__PROBLEM DESCRIPTION__. Copy each record below without changing a single word.

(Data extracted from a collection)
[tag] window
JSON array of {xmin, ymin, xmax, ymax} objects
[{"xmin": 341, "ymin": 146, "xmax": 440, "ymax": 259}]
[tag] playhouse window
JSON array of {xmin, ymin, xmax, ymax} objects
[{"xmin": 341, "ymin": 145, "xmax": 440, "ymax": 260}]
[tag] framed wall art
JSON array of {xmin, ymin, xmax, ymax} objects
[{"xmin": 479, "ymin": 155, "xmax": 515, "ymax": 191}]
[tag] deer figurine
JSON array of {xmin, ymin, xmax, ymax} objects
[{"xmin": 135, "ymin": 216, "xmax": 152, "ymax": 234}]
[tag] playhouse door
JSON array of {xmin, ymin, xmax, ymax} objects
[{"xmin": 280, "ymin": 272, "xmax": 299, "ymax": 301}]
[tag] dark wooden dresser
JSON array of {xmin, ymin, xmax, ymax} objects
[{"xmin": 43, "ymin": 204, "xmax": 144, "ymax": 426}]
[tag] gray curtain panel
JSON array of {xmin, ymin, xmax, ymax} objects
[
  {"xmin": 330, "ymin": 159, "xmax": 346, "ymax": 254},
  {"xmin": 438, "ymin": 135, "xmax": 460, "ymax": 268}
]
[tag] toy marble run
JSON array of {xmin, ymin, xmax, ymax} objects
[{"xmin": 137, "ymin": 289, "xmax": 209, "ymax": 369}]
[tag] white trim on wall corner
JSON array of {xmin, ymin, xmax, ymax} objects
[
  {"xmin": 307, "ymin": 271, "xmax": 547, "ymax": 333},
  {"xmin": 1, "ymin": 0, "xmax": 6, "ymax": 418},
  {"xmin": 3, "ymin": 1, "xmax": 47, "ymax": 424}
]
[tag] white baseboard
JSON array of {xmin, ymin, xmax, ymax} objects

__ANSWER TO THE PROBLEM__.
[tag] window
JSON array of {xmin, ymin, xmax, ymax} objects
[{"xmin": 341, "ymin": 146, "xmax": 440, "ymax": 259}]
[tag] playhouse window
JSON array of {xmin, ymin, xmax, ymax} objects
[{"xmin": 341, "ymin": 145, "xmax": 440, "ymax": 260}]
[tag] framed wall art
JSON array of {xmin, ymin, xmax, ymax} objects
[{"xmin": 479, "ymin": 155, "xmax": 515, "ymax": 191}]
[tag] deer figurine
JSON array of {xmin, ymin, xmax, ymax} objects
[{"xmin": 135, "ymin": 216, "xmax": 152, "ymax": 234}]
[tag] playhouse door
JSON array of {xmin, ymin, xmax, ymax} objects
[{"xmin": 280, "ymin": 272, "xmax": 299, "ymax": 301}]
[tag] dark wooden dresser
JSON array of {xmin, ymin, xmax, ymax} objects
[{"xmin": 43, "ymin": 204, "xmax": 144, "ymax": 426}]
[tag] gray curtain panel
JSON array of {xmin, ymin, xmax, ymax} objects
[
  {"xmin": 330, "ymin": 159, "xmax": 346, "ymax": 254},
  {"xmin": 438, "ymin": 135, "xmax": 460, "ymax": 268}
]
[tag] toy marble run
JSON array of {xmin, ymin, xmax, ymax} objects
[{"xmin": 137, "ymin": 289, "xmax": 209, "ymax": 369}]
[tag] white trim on wall corner
JSON array of {xmin, ymin, xmax, ymax} objects
[
  {"xmin": 307, "ymin": 271, "xmax": 547, "ymax": 333},
  {"xmin": 1, "ymin": 0, "xmax": 6, "ymax": 418},
  {"xmin": 3, "ymin": 1, "xmax": 47, "ymax": 424}
]
[tag] white baseboard
JSON array of {xmin, ymin, xmax, ymax} objects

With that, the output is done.